Obviously, merthiolate affected me

Published 11:42 am Wednesday, April 18, 2012

It happened in a flash the way most cuts happen. I stepped back not looking and sent my foot into a sharp edge on my husband’s snare drum stand. The sting told me that I had a boo-boo. Sure enough, I lifted my foot and saw blood seeping from a cut just below my heel.

“Darn,” I whispered. “That’s gonna be sore.”

As with cuts in odd places, it didn’t want to stop bleeding. With just an hour before my Monday morning yoga class, I headed to the bathroom to find something to treat the injury.

I found some tiny Band-Aids with cute cartoon characters on them, a roll of gauze and some tape. I decided to cover the cut in antibiotic cream, wrap the gauze around my foot and secure it with tape. When I finished, it looked like I’d almost amputated my foot.

As I stood foot propped on the counter watching a red stain seep through my bandage, I thought about the times when I was a child waiting for some body part to stop bleeding so I could get back to playing. That is when the words Mercurochrome and Merthiolate pooped into my head.

“Oh that’s what I need, some Merthiolate or Mercurochrome,” I said to my aching foot. “That was what Mother used to fix things right up.”

**Directions:**
Continue the column about treating a cut on the foot, beginning after its final sentence. The data have no connection to the column.

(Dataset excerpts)
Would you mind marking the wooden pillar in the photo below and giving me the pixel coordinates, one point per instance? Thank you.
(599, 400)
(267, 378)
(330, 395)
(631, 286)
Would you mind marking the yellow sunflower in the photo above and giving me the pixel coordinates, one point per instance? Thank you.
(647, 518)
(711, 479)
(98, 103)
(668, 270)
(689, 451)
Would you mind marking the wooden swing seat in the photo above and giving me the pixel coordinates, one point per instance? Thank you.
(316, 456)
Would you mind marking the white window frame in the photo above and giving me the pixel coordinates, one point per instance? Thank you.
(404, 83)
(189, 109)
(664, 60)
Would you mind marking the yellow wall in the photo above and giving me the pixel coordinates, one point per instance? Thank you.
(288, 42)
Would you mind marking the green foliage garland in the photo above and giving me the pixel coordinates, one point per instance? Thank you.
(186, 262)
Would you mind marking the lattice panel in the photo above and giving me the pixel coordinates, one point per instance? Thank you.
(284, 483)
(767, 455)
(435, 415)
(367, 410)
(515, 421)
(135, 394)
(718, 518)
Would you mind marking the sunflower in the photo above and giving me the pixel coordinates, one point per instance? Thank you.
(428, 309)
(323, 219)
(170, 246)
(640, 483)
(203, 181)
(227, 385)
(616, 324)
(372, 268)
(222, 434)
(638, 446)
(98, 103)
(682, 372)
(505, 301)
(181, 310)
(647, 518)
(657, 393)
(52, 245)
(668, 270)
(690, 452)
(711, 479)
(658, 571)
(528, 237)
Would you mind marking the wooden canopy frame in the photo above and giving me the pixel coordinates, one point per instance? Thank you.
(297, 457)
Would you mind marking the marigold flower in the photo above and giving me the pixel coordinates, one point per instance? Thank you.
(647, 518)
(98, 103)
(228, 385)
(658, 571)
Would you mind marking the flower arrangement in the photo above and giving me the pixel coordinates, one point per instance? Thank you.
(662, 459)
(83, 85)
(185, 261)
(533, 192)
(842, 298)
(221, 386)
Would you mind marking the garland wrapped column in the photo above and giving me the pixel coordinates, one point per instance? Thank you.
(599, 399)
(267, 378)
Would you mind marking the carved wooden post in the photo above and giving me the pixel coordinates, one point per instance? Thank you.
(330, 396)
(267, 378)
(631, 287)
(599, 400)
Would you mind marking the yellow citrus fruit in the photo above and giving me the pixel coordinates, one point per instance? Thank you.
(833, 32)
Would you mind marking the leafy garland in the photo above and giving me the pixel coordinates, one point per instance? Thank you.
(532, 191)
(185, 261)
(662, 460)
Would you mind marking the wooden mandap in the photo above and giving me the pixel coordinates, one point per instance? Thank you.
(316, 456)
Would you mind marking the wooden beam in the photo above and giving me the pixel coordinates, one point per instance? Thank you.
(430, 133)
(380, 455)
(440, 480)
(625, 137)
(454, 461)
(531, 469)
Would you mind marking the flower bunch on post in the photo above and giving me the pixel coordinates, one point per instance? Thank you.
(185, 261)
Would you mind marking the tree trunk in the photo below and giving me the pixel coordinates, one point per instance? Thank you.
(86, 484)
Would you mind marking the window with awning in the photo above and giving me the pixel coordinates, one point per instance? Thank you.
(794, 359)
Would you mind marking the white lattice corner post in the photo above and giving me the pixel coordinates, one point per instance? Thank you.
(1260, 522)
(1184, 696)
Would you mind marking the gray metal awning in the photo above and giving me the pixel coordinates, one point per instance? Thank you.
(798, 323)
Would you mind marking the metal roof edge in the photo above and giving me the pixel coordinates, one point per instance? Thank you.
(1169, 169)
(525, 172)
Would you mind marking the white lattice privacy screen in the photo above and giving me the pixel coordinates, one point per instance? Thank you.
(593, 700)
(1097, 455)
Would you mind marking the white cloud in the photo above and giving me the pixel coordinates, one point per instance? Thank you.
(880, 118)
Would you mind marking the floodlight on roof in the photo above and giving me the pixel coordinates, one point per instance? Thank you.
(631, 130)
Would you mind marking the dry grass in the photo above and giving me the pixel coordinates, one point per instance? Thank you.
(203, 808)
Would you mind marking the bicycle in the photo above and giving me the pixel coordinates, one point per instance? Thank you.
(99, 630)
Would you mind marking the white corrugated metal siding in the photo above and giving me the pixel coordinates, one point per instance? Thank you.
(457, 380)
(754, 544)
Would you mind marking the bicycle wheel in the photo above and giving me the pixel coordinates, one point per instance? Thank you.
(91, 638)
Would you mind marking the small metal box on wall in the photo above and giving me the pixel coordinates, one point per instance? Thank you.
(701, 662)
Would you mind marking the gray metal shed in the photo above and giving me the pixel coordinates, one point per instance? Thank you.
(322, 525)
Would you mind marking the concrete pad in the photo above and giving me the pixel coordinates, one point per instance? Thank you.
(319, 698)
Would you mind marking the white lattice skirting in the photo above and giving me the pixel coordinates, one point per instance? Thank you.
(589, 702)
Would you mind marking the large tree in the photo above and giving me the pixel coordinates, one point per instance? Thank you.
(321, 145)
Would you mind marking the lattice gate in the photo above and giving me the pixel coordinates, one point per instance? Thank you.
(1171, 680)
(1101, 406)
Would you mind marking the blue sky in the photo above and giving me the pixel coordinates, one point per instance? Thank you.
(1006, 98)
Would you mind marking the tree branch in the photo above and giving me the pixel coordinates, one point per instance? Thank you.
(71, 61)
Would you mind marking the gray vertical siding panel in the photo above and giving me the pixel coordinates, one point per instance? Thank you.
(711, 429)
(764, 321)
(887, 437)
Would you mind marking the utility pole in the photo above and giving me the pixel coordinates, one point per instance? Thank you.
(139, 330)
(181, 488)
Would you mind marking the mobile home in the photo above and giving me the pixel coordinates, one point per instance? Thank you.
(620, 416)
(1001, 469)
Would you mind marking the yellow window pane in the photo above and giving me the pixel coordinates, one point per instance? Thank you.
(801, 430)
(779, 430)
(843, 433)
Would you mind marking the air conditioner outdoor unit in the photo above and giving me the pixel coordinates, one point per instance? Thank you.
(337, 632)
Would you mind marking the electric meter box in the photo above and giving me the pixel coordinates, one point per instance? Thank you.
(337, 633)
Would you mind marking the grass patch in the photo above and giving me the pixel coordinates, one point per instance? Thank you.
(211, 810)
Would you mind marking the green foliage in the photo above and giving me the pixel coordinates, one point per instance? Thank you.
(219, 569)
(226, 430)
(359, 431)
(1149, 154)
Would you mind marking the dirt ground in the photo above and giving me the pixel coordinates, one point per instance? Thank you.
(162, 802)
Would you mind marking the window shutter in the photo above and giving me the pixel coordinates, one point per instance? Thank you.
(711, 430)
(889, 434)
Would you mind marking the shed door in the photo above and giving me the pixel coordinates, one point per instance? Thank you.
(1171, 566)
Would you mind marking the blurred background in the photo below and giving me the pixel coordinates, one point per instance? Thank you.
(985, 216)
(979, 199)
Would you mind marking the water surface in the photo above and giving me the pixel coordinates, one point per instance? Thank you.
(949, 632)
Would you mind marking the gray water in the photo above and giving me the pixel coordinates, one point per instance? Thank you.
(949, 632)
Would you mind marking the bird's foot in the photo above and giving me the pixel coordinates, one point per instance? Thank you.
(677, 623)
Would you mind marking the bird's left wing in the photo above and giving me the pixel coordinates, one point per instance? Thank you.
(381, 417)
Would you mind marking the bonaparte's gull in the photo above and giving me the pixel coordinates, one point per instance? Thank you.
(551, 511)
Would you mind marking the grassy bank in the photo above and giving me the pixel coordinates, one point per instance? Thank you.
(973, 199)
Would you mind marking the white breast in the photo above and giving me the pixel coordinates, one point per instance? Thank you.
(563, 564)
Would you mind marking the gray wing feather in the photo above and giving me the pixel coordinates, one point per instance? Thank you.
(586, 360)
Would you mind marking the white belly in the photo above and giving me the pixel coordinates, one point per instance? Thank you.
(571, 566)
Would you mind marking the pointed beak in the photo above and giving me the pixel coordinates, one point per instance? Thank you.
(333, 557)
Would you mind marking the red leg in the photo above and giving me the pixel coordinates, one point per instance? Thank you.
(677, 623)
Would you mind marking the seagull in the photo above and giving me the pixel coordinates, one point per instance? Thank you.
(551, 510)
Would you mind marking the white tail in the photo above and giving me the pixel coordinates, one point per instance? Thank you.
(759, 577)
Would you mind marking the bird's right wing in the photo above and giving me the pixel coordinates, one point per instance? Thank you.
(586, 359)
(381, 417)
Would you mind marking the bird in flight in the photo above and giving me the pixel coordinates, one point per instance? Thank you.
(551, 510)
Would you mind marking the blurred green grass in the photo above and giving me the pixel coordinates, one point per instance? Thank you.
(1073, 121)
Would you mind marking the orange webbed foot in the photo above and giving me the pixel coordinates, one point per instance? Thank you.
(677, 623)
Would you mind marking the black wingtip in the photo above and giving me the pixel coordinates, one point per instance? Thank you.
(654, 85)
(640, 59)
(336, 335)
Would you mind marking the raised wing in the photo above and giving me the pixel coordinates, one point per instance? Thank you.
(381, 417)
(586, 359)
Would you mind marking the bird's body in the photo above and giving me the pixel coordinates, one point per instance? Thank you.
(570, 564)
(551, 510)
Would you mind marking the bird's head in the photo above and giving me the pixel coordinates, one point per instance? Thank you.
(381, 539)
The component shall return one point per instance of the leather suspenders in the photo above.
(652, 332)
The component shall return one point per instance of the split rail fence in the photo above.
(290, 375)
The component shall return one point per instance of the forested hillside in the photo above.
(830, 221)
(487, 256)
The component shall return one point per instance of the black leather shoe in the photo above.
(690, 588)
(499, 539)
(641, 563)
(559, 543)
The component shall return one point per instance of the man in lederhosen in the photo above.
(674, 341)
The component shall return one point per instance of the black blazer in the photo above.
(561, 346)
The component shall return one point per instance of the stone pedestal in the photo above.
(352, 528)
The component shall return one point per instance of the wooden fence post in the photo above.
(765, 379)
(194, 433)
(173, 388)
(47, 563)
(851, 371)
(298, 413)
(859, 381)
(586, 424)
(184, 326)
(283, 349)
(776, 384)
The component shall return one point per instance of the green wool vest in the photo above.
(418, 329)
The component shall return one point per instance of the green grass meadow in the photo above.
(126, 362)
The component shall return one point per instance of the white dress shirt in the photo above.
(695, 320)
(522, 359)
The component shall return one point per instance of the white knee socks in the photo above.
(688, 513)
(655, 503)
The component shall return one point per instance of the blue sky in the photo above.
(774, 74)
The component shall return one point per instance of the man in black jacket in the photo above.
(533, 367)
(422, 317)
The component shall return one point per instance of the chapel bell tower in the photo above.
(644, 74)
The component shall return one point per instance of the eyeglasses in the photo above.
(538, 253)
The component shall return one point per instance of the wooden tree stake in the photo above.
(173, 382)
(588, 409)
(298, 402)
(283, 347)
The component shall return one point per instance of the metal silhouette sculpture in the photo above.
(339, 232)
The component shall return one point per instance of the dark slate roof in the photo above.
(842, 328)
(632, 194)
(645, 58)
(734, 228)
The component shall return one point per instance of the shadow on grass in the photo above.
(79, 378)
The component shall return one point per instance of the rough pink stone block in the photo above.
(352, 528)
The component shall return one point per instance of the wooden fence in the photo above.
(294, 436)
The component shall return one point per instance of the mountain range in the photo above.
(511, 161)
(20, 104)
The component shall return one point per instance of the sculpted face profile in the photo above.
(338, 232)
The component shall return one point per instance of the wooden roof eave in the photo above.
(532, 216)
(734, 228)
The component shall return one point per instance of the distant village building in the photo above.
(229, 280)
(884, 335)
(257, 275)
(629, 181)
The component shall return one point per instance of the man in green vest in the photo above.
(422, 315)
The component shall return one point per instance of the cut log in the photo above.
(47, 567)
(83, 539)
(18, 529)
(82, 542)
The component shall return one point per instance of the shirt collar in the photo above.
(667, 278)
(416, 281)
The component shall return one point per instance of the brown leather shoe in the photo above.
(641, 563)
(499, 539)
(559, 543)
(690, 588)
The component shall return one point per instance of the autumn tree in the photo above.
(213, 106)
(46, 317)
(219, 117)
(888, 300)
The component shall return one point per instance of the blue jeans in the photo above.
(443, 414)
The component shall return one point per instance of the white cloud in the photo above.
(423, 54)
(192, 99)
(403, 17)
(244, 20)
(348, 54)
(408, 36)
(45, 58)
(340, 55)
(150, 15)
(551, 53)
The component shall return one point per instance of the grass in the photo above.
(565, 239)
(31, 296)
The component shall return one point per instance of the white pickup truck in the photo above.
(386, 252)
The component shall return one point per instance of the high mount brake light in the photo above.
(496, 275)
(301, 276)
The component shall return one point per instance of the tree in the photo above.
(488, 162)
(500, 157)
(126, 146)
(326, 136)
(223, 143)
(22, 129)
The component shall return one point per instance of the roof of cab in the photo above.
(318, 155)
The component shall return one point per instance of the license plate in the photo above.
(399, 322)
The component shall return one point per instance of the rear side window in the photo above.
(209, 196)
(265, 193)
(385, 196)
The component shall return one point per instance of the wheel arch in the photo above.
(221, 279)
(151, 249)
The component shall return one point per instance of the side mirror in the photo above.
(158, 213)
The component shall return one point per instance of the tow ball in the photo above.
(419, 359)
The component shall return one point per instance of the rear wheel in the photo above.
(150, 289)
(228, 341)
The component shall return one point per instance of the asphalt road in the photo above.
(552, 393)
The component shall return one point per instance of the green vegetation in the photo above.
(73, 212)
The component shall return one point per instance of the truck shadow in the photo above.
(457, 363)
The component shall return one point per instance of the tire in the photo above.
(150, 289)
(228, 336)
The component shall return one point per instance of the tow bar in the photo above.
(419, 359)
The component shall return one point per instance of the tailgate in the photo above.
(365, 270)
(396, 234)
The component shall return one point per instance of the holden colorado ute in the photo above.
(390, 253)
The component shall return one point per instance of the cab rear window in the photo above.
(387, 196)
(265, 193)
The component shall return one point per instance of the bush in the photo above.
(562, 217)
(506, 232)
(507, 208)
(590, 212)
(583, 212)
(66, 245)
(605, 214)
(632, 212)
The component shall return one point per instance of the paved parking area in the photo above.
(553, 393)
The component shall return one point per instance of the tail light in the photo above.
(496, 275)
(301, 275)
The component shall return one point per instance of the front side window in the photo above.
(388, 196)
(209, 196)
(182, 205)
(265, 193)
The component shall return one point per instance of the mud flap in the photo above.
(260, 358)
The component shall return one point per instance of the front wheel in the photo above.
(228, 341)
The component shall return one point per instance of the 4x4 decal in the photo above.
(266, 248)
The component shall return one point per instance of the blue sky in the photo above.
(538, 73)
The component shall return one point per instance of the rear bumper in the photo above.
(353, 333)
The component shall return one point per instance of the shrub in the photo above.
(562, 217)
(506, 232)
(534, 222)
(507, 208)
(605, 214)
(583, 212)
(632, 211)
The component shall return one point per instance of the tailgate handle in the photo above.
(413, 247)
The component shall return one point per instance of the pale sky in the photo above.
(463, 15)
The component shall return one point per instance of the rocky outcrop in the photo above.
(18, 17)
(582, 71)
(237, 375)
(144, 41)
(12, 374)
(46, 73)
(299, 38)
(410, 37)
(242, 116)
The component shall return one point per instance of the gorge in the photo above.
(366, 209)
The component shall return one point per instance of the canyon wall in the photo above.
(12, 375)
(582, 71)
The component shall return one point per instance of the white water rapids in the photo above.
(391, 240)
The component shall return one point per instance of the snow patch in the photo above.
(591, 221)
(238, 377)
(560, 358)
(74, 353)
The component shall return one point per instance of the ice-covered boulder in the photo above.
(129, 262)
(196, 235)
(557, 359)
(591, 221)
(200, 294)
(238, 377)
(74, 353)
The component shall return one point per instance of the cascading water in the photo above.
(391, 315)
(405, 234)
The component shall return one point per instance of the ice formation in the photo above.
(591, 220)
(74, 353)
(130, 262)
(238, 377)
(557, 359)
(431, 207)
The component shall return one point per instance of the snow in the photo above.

**Expected answer:**
But, which was the best choice of the two? I know which one I wanted. Hands-down for me, it was Mercurochrome over Merthiolate because of the sting factor. Every child of the 1950s knew Merthiolate burned more than Mercurochrome on an open wound. I once read a description that called it the “tincture of hellfire.“

You also got a nice orangey-brown stain (reddish-brown if it was Merthiolate) on your skin, kind of a playground tattoo. Oh and your mother or daddy blew on it to stop the burning. Wonder how many germs blew into the wound from that?

This reminiscing about boo-boos sent me searching to find out about these first aid treatments from my childhood. What I discovered was a little unsettling.

First, the FDA banned and stopped the sale of both Merthiolate and Mercurochrome in the 1990s. Seems they contain worrisome ingredients known as Thimerosal and merbromin, commonly called mercury.

The article said that in the 1950s most every medicine cabinet in America contained one or both of these topical treatments, and it said Mercurochrome and Merthiolate (and iodine preparations, too) stung when applied to broken skin and could interfere with healing. I knew stinging was not a good thing.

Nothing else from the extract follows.